TASK DIRECTIONS: Which lines in the items below contain the string "pillow", matching case exactly? Locate each one and copy it.

RECORDS SHOWN:

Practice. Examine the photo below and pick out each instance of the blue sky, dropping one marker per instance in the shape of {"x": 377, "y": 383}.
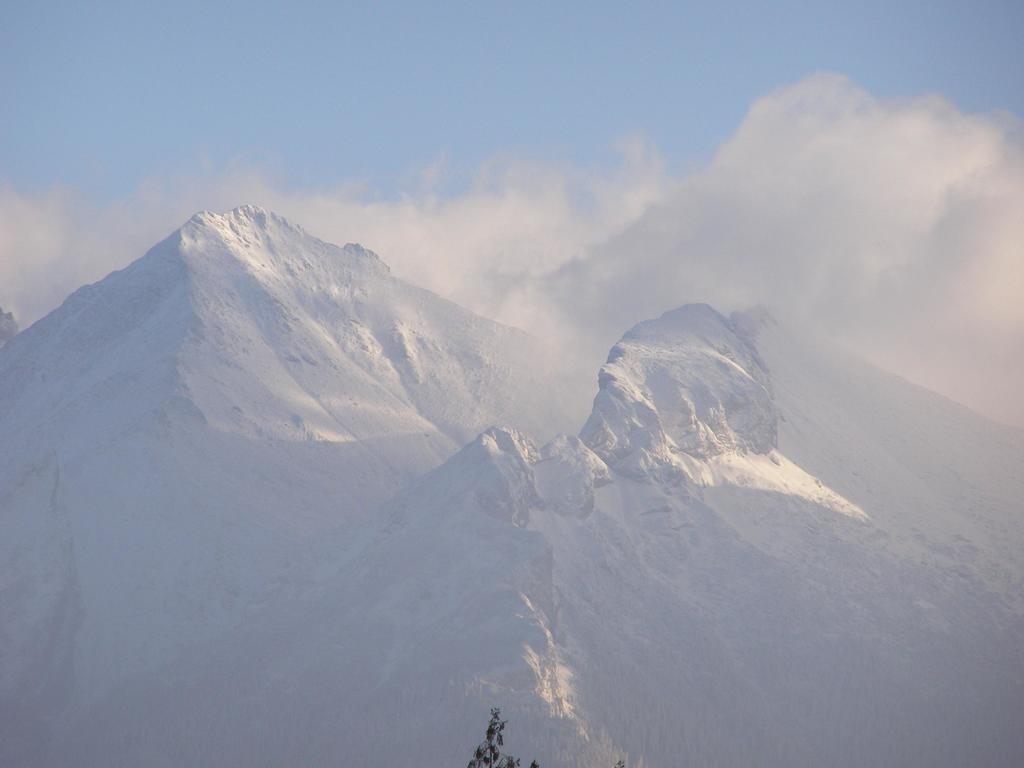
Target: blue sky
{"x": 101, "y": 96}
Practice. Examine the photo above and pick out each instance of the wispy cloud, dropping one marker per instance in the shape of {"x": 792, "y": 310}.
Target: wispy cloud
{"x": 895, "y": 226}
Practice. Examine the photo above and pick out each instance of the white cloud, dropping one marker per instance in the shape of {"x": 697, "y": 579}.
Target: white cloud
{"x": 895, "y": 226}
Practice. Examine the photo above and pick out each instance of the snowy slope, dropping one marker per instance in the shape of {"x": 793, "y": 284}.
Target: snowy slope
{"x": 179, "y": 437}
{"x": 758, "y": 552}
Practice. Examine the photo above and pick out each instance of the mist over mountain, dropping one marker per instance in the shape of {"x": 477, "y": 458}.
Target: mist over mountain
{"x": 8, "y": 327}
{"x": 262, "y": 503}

* * *

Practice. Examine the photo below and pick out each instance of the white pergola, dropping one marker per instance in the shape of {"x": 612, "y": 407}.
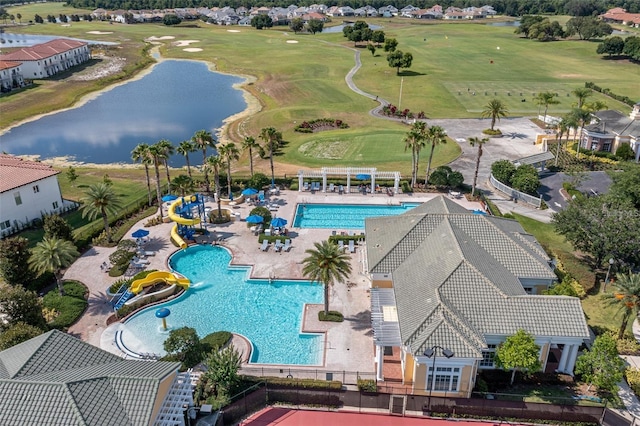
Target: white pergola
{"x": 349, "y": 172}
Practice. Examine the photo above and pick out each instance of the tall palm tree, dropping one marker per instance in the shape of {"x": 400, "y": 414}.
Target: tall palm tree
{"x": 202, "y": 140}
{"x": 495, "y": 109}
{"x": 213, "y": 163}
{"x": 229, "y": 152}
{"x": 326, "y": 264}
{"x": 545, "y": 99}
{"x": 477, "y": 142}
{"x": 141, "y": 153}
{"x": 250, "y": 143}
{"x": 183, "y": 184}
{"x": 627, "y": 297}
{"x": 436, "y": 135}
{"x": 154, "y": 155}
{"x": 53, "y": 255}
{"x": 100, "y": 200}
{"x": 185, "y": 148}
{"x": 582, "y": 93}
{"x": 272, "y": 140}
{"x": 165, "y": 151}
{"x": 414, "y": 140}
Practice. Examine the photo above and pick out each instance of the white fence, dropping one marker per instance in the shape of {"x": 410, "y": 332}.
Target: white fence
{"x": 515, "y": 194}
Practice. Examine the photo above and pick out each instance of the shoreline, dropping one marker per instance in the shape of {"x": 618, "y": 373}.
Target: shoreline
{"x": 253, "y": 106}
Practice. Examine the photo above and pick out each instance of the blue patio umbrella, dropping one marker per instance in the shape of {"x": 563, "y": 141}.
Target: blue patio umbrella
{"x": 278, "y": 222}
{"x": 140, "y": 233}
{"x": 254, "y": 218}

--

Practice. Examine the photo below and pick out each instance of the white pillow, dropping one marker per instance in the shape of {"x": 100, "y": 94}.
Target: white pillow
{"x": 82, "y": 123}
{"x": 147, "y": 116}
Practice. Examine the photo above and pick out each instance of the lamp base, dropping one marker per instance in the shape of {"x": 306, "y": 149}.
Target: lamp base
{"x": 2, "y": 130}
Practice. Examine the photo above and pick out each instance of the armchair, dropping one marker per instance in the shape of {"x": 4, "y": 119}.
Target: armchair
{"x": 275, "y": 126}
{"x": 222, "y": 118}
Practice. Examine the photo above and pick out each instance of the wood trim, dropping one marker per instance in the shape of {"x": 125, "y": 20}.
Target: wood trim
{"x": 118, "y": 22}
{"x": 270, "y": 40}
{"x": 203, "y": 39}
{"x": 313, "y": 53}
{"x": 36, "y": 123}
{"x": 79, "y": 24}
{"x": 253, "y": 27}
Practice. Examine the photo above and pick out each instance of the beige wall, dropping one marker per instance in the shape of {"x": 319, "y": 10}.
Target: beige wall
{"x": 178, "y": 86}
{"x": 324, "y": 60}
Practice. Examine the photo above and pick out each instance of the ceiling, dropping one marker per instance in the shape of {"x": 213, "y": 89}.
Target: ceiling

SOLUTION FOR THIS EXERCISE:
Practice. Examine the photo below and pick out each instance of the white pillow, dropping one marker per instance in the shape of {"x": 100, "y": 94}.
Target: white pillow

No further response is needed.